### TEXT UNDER STUDY
Racism: Far More Devastating than Any Virus


Jenna Miller, Editor in Chief

When word spread about the coronavirus which ended the lives of well over 1000 people—and gave thousands more unbearable symptoms—in China, fear emerged almost instantaneously around the world. 

According to the Centers for Disease Control and Prevention, “coronaviruses are common in many different species of animals, including camels and bats. Rarely, these coronaviruses can evolve and infect humans and then spread between humans.” The coronavirus that was detected in China is a new strain of the viruses that has not been detected in humans before, so researchers from the World Health Organization and other organizations are doing all that they can to learn more about the virus. The symptoms of this coronavirus mimic those of the cold or a flu. Fevers, coughing, shortness of breath, nausea, vomiting and diarrhea are all possibly symptoms. It can even lead to pneumonia, according to the New York Times. However, what makes the coronavirus scary is that these symptoms do not appear immediately after contraction of the disease. It can take anywhere from 2 to 14 days for symptoms to develop, say the Centers for Disease Control and Prevention. People with a history of other diseases, pregnant women, children and the elderly are at the highest risk. As of March, hundreds of thousands of cases have been reported worldwide, but the majority of them are not severe. 

There are far more dangerous viruses and illnesses than corona—so why is the world acting like it’s the plague? The answer might just lie in racism and xenophobia.

Xenophobia is the fear of people from foreign countries. Many people have begun to show much anti-Chinese sentiment following the outbreak of the virus, avoiding China and the Chinese people in fear that they will contract the virus. In an interview with ABC 15 Arizona, Aretha Deng, a student of Chinese descent at Arizona State University, described a common situation she faces where she sits at a table and others get up and walk away from her. The Los Angeles Times reported that “false health information including warnings to avoid Asian food and Asian-populated areas has circulated, and videos of Asian people eating bats accompanied by inaccurate speculation about the cause of the virus and dehumanizing comments have gone viral. A barrage of vicious discussion and derogatory jokes about Chinese people or Asians in general have gathered steam online, drawing on age-old racist tropes associating Chinese people with disease, filth and dirty food, experts say.”

### QUESTIONS
1 - Copy the article on racism and the coronavirus word for word, starting at "Racism: Far More" and ending at "around the world.".
2 - According to the article on racism and the coronavirus, how long can it take for symptoms to develop?
3 - Extend the article on racism and the coronavirus from its final sentence onward.

### DATA SHOWN

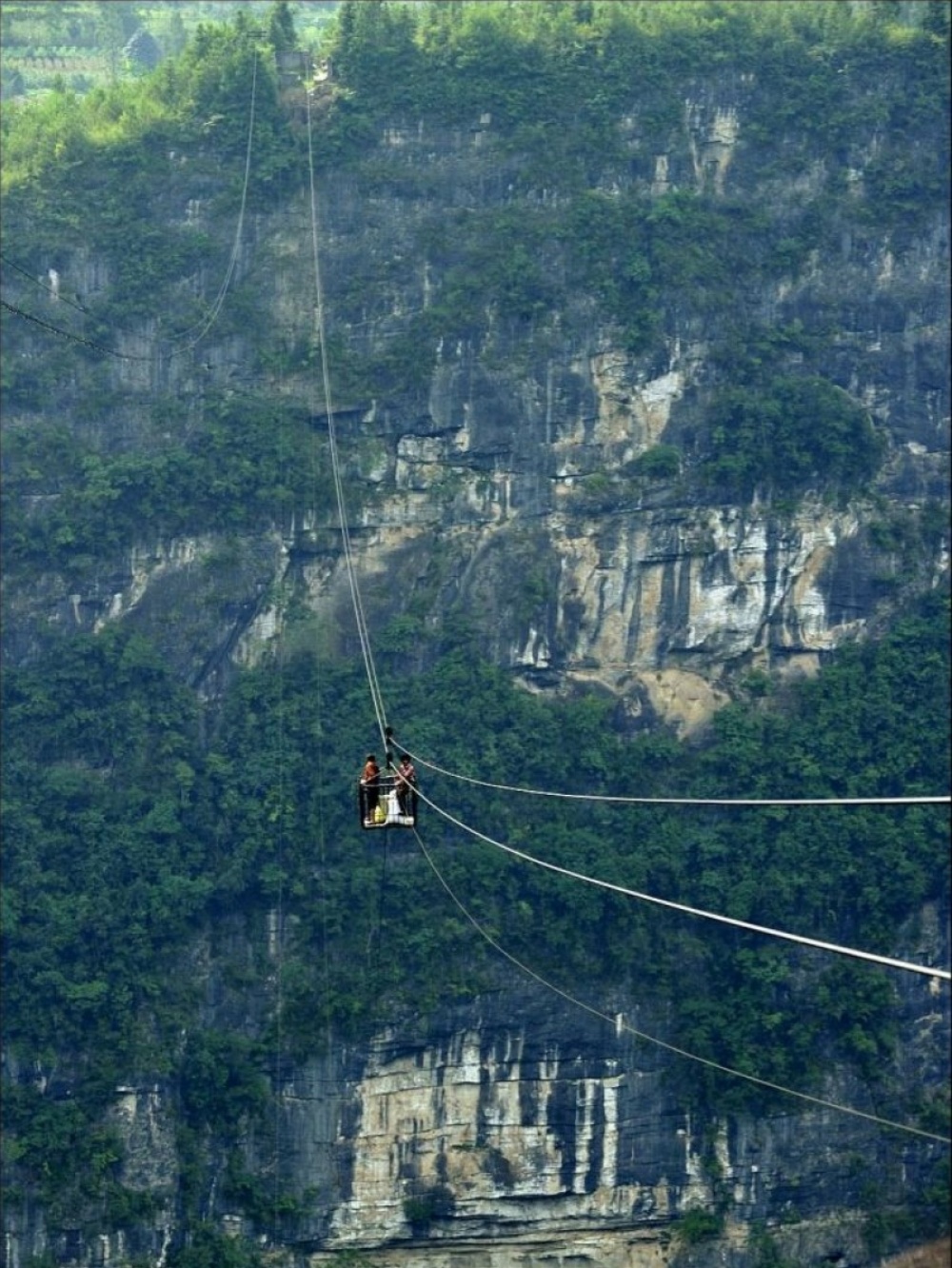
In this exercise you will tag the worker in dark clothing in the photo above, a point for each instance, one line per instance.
(369, 789)
(407, 787)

### ANSWER SET
1 -
Racism: Far More Devastating than Any Virus


Jenna Miller, Editor in Chief

When word spread about the coronavirus which ended the lives of well over 1000 people—and gave thousands more unbearable symptoms—in China, fear emerged almost instantaneously around the world.

2 - Anywhere from 2 to 14 days.

3 -
In some places, people have even displayed acts of verbal and physical abuse towards the Chinese. Ethnic slurs are being thrown left and right on Twitter. Andy Sue, the owner of a flower shop in Toronto, Canada, was left “shaken” when a stranger walked into his shop and started interrogating him as to whether or not he had been to Wuhan, the area in China where the virus originated, and then went off on a xenophobic rant to his face. “She said what she had to say and then she just walked out.” Doctors at a hospital in Sydney, Australia refused to even operate on one Chinese man because they feared he’d spread the coronavirus to them. 

Some people who aren’t even Chinese have fallen victim to this abuse. At Brooke House College in Market Harborough, located in the UK, two Asian students of unreported non-Chinese ethnicities had eggs thrown at them simply because they looked Chinese. One student at a college in California who is of Vietnamese descent, Rosen Huynh, experienced emotional discomfort from this racism.  “I don’t know if it’s just people looking at me coughing or because I’m an Asian person coughing, they think I might have the coronavirus,” said Huynh, in an interview with the Los Angeles Times. “I feel like every time I cough, people are going to be uncomfortable with that. I shouldn’t have to feel that way.” A boy from her school posted the statement “Taking Calc 151 with only Asians in the classroom … I hope I don’t catch coronavirus … thinkin [sic] about dropping this class now” to his Snapchat story. 

It is clear that this racism is far more dangerous to both Asians and non-Asians alike than any virus. This anti-Asian racism is threatening the senses of security and mental health that they have. 

“We’re expecting this type of thing to happen. We know that people will look at our black hair and ‘yellow’ skin and target us,” said Chinese entrepreneur Erin Wen Ai Chew in an interview with The Verge, describing her experience at an Australian airport in which a white woman ran away from her and other Asians at the airport with a shocked look on her face whenever she heard them cough. “There’s a lot of anger, a lot of resentment, and also a lot of dread to know that when we go out, we could be subject to racism.”

“Treat people who exhibit symptoms rather than targeting people for quarantine or barring them from public places simply because of the way that they look,” said University of Minnesota professor Erika Lee in an interview with the Los Angeles Times. “It’s really about using common sense and not letting fear and panic drive us to revert back to more base fear of foreigners.”